What the task requires:
Scan the entries below. Return every line that includes "tool".

Saved data entries
________
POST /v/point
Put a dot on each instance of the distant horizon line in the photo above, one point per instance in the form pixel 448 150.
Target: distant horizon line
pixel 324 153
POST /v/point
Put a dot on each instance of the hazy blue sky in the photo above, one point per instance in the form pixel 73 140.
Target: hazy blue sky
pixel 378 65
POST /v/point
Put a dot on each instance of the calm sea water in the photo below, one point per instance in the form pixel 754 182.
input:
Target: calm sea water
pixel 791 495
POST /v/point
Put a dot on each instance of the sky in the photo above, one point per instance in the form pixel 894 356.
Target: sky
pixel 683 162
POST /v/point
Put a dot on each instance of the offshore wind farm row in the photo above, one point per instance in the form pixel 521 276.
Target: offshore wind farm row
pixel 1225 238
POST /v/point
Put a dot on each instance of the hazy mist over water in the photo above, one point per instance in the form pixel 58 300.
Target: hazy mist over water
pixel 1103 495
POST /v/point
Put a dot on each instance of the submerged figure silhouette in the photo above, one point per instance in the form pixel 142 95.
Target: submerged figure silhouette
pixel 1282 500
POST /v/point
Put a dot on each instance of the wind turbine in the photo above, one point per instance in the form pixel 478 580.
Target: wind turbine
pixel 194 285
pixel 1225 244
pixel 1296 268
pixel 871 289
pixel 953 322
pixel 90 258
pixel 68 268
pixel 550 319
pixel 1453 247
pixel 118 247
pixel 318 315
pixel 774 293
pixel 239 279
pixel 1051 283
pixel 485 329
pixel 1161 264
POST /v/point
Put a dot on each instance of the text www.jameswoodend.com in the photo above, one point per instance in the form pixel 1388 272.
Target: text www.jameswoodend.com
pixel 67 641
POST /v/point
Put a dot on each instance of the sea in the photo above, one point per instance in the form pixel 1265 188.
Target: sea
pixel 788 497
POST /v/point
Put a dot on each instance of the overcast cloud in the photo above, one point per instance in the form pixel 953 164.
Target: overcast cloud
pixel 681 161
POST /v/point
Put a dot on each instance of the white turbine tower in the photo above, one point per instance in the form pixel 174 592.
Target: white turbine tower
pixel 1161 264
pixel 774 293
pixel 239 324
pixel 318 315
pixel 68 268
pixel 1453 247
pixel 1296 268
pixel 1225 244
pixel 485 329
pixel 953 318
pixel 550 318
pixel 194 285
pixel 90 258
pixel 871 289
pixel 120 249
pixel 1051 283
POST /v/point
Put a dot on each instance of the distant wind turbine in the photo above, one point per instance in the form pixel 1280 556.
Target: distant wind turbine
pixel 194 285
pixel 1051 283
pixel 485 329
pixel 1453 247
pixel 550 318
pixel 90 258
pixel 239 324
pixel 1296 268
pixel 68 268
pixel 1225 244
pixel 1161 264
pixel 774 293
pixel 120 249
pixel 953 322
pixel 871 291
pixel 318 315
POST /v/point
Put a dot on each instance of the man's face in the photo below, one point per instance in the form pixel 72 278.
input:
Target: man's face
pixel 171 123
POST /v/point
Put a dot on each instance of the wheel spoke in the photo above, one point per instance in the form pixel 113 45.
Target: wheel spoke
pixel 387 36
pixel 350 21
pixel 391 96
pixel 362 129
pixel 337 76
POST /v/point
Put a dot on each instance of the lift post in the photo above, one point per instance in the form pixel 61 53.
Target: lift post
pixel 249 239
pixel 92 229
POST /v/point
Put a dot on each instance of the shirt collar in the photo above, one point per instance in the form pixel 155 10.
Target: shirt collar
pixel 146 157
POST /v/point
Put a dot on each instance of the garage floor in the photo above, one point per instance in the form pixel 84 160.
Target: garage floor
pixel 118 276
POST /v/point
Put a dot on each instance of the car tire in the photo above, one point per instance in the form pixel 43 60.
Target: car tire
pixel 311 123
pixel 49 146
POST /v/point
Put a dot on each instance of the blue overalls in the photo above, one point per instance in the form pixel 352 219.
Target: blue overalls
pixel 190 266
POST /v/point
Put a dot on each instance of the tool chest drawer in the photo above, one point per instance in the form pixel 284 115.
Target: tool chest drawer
________
Solution for this task:
Put a dot on each instance of the tool chest drawer in the photo above, one point per instance in the form pixel 284 115.
Target: tool chest drawer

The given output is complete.